# [PAGE EXCERPT]
◆ ◆ ◆

Bug 109591

Summary: Fix hasOutOfFlowPositionedDescendant
Product: WebKit Reporter: vollick
Component: WebCore Misc.Assignee: Glenn Hartmann <hartmanng>
Status: NEW ---    
Severity: Normal CC: dglazkov, eric, esprehn+autocc, hartmanng, ojan.autocc, simon.fraser, vollick, webkit.review.bot
Priority: P2    
Version: 528+ (Nightly build)   
Hardware: Unspecified   
OS: Unspecified   
Bug Depends on: 109966    
Bug Blocks:    
Attachments:
Description Flags
Patch
none
Patch
none
Patch
webkit.review.bot: commit-queue-
Archive of layout-test-results from gce-cr-linux-05 for chromium-linux-x86_64 none

Description vollick 2013-02-12 08:57:36 PST
Currently, we do not check visibility when setting the m_hasOutOfFlowPositionedDescendant flag, but we should. We should also dirty the flag when visibility changes.
Comment 1 vollick 2013-02-12 09:03:09 PST
Created attachment 187880 [details]
Patch
Comment 2 Simon Fraser (smfr) 2013-02-12 09:16:39 PST
Comment on attachment 187880 [details]
Patch

View in context: https://bugs.webkit.org/attachment.cgi?id=187880&action=review

> Source/WebCore/ChangeLog:10
> +        Currently, we do not check visibility when setting the
> +        m_hasOutOfFlowPositionedDescendant flag, but we should. With this flag
> +        we do. We also dirty the flag when visibility changes.

I'm a little concerned that we're spending time maintaining the m_hasOutOfFlowPositionedDescendant when most of the time it's unused.

> Source/WebCore/rendering/RenderLayer.cpp:1010
> +            bool childIsOutOfFlowPositioned = child->renderer() && child->renderer()->isOutOfFlowPositioned() && child->isVisuallyNonEmpty();

isVisuallyNonEmpty() is a bit expensive to call here. I think you should just check the visibility flags (hasVisibleContent/hasVisibleDescendant).

> LayoutTests/compositing/overflow/do-not-opt-in-with-out-of-flow-descendant.html:2
> +<!DOCTYPE html PUBLIC "-//W3C//DTD HTML 4.01 Transitional//EN"

◆ ◆ ◆

# [Collection entries]
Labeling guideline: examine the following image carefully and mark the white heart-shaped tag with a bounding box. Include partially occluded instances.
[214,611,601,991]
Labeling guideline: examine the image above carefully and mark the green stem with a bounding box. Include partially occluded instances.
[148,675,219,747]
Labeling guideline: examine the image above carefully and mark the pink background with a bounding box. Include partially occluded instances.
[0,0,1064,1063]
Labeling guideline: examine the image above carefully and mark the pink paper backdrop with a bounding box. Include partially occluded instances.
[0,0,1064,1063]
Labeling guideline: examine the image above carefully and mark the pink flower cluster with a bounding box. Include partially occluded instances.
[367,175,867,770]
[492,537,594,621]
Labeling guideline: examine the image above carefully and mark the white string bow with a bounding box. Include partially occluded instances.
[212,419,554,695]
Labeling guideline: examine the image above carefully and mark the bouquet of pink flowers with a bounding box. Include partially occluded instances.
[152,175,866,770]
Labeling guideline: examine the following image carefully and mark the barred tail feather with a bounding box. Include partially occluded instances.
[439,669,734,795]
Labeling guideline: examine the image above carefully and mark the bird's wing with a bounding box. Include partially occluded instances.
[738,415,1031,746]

◆ ◆ ◆

# [WORK TO DO]
1. In the WebKit bug report, what does Simon Fraser suggest checking instead of calling isVisuallyNonEmpty()?
2. Write the next part of the WebKit bug report, picking up after its final line.

# [ANSWERS]
1. He suggests checking the visibility flags, hasVisibleContent and hasVisibleDescendant.

2.
> +   "http://www.w3.org/TR/html4/loose.dtd">

Just <!DOCTYPE html> please

> LayoutTests/compositing/overflow/do-not-opt-in-with-out-of-flow-descendant.html:4
> +<html lang="en">

No need for lang.

> LayoutTests/compositing/overflow/do-not-opt-in-with-out-of-flow-descendant.html:6
> +  <meta http-equiv="Content-Type" content="text/html; charset=utf-8"/>

No need for this.

> LayoutTests/compositing/overflow/do-not-opt-in-with-out-of-flow-descendant.html:64
> +        var layerTree = window.internals.layerTreeAsText(document);

Doesn't layerTreeAsText() update layout already?
Comment 3 vollick 2013-02-12 21:08:32 PST
Created attachment 188002 [details]
Patch

(In reply to comment #2)
> (From update of attachment 187880 [details])
> View in context: https://bugs.webkit.org/attachment.cgi?id=187880&action=review
>
> > Source/WebCore/ChangeLog:10
> > +        Currently, we do not check visibility when setting the
> > +        m_hasOutOfFlowPositionedDescendant flag, but we should. With this flag
> > +        we do. We also dirty the flag when visibility changes.
>
> I'm a little concerned that we're spending time maintaining the m_hasOutOfFlowPositionedDescendant when most of the time it's unused.
I've updated the code so we do much less work in updateDescendantDependentFlags if the opt-in feature is disabled. This seemed cleaner than doing the check at every spot where we muck with the dirty bit for this property. Is this better?
>
> > Source/WebCore/rendering/RenderLayer.cpp:1010
> > +            bool childIsOutOfFlowPositioned = child->renderer() && child->renderer()->isOutOfFlowPositioned() && child->isVisuallyNonEmpty();
>
> isVisuallyNonEmpty() is a bit expensive to call here. I think you should just check the visibility flags (hasVisibleContent/hasVisibleDescendant).
Done.
>
> > LayoutTests/compositing/overflow/do-not-opt-in-with-out-of-flow-descendant.html:2
> > +<!DOCTYPE html PUBLIC "-//W3C//DTD HTML 4.01 Transitional//EN"
> > +   "http://www.w3.org/TR/html4/loose.dtd">
>
> Just <!DOCTYPE html> please
Fixed.
>
> > LayoutTests/compositing/overflow/do-not-opt-in-with-out-of-flow-descendant.html:4
> > +<html lang="en">
>
> No need for lang.
Removed.
>
> > LayoutTests/compositing/overflow/do-not-opt-in-with-out-of-flow-descendant.html:6
> > +  <meta http-equiv="Content-Type" content="text/html; charset=utf-8"/>
>
> No need for this.
Removed.
>
> > LayoutTests/compositing/overflow/do-not-opt-in-with-out-of-flow-descendant.html:64
> > +        var layerTree = window.internals.layerTreeAsText(document);
>
> Doesn't layerTreeAsText() update layout already?
Yep. Removed.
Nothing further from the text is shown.